*The exercise*
Reproduce the line that contains "Indicate every instance of the gradient" and every line after it through the end of the records, exactly, with nothing added.

-*-*-

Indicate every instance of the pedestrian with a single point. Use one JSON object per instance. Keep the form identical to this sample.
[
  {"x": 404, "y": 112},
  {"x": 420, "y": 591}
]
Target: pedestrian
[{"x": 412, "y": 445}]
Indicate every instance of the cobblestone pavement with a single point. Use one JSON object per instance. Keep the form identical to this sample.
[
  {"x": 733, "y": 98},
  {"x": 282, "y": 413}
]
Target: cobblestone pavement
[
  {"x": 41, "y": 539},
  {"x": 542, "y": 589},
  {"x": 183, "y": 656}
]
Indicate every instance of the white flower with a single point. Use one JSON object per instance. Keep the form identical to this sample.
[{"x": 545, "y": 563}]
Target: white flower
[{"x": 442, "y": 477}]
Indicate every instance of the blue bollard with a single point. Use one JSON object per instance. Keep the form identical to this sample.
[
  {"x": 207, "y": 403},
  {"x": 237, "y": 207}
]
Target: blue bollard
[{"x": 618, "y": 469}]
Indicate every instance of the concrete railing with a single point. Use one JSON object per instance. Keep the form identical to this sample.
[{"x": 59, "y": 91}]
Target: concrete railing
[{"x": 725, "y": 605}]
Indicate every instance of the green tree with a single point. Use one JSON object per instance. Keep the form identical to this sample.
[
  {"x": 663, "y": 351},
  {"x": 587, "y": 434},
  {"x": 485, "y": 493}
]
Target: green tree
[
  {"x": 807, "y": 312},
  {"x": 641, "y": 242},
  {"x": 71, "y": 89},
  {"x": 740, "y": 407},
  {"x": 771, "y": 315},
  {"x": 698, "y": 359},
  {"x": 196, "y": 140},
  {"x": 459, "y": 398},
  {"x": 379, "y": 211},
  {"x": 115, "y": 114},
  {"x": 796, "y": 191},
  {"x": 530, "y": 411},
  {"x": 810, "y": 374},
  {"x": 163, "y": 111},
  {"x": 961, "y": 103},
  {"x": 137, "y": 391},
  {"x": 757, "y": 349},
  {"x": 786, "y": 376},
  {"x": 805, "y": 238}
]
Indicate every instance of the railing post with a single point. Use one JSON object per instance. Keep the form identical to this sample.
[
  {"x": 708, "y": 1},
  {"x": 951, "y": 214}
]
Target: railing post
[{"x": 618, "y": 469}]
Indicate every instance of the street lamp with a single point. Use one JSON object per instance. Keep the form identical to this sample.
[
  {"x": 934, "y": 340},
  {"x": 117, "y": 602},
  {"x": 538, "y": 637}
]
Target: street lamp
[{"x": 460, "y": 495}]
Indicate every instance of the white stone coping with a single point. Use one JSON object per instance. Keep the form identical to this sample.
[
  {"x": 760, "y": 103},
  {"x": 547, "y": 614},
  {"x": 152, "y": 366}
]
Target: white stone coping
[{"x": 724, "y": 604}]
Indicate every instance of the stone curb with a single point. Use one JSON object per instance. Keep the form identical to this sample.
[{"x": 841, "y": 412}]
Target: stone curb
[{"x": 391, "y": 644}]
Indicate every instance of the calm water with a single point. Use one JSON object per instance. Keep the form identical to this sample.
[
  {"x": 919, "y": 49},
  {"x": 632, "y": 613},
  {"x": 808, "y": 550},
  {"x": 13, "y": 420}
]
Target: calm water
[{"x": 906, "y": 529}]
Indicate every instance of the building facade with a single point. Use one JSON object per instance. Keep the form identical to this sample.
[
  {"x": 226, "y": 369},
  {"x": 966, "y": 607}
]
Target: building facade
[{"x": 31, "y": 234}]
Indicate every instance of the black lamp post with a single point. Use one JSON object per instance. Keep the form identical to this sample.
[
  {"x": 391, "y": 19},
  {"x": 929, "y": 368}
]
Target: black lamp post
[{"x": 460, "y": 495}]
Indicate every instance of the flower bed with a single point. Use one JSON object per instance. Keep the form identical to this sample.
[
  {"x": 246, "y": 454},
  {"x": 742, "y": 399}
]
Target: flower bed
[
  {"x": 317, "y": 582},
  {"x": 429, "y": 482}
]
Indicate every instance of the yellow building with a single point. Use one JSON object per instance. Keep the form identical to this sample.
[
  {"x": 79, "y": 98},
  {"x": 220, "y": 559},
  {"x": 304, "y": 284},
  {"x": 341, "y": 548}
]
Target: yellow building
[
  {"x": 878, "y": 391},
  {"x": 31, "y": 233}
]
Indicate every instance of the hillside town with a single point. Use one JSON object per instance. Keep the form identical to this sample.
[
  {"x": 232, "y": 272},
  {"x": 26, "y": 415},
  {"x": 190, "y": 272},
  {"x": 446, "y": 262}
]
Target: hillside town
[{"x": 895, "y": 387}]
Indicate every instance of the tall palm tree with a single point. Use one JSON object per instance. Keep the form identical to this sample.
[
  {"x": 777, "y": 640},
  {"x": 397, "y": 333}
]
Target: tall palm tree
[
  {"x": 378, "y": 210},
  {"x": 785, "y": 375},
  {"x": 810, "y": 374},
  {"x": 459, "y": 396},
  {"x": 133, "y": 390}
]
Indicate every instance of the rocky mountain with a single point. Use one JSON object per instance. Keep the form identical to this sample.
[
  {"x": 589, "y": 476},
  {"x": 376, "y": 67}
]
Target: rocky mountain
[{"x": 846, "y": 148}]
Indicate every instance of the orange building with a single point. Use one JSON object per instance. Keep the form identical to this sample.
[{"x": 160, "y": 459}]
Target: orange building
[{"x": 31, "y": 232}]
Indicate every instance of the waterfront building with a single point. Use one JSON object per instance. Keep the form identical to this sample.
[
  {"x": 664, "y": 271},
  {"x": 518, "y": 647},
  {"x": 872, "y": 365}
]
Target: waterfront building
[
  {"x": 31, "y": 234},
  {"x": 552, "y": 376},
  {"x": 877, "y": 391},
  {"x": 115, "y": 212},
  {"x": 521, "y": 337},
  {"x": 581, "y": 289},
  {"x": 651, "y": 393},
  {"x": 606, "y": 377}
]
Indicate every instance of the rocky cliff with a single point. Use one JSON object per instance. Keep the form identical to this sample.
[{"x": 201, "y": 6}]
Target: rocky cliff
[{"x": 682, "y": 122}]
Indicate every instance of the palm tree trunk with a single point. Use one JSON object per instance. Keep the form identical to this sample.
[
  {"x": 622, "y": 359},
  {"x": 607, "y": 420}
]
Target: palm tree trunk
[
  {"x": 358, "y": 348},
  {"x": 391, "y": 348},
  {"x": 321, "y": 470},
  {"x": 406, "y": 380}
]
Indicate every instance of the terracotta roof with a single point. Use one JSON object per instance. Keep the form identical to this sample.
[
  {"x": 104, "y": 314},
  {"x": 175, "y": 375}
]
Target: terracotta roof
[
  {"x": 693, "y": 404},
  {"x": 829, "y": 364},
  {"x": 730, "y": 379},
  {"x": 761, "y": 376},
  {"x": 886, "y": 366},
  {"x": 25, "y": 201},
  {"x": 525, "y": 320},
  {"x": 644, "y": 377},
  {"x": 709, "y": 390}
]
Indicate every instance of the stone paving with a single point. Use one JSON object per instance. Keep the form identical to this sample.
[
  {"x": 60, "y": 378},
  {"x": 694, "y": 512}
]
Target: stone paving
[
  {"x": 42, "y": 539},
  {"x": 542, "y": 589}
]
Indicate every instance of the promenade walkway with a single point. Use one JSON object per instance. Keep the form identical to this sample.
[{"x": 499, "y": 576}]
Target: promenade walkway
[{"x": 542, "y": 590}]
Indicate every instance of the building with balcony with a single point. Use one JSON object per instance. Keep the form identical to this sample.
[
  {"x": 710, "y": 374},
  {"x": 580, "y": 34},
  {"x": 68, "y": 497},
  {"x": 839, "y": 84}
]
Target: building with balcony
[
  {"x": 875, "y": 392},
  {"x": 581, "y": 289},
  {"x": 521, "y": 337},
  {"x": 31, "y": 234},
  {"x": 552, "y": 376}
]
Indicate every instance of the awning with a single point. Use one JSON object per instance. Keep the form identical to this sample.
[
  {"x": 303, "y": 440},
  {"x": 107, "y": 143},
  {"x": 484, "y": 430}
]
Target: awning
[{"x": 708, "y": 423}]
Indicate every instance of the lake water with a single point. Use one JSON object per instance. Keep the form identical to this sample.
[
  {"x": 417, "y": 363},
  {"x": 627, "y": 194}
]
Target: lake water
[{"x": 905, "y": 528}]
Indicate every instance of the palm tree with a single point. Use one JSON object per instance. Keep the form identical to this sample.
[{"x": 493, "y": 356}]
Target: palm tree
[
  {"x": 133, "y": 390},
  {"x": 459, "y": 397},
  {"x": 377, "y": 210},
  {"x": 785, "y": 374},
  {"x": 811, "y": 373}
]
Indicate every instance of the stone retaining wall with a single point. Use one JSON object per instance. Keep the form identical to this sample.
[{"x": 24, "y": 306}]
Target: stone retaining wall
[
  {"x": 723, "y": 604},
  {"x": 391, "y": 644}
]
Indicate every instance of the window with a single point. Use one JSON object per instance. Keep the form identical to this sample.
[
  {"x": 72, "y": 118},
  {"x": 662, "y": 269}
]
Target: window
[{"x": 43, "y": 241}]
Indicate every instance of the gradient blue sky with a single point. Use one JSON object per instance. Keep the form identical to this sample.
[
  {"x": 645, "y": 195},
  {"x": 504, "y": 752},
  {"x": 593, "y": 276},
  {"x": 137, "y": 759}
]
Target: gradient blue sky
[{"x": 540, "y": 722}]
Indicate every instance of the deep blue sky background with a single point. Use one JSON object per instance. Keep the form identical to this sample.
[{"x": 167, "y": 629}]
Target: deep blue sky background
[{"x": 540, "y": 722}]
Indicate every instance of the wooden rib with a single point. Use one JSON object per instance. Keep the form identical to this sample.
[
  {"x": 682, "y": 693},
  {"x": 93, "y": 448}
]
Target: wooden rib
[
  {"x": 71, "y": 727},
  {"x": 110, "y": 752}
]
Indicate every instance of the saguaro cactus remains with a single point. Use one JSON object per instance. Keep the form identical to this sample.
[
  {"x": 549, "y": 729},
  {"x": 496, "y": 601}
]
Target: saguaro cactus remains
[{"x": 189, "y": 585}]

-*-*-

*In response*
Indicate every instance of the gradient blue sky with a single point. Use one JSON object per instance. Keep the form identical to this sample.
[
  {"x": 645, "y": 195},
  {"x": 504, "y": 752},
  {"x": 593, "y": 276},
  {"x": 137, "y": 759}
]
Target: gradient blue sky
[{"x": 540, "y": 722}]
Indicate every instance of the deep blue sky background with a single point. Use one JSON object per instance. Keep the form identical to this sample.
[{"x": 167, "y": 629}]
Target: deep blue sky background
[{"x": 540, "y": 722}]
Indicate every instance of the wooden rib with a single point. Use one JSON object per instance. Keep the form identical to this sample.
[
  {"x": 682, "y": 693},
  {"x": 93, "y": 448}
]
Target: wooden rib
[
  {"x": 71, "y": 727},
  {"x": 110, "y": 752}
]
Indicate every instance of the saguaro cactus remains with a single point. Use one JSON object per instance. Keep the form identical to this sample.
[
  {"x": 549, "y": 729},
  {"x": 496, "y": 601}
]
Target: saguaro cactus remains
[{"x": 189, "y": 585}]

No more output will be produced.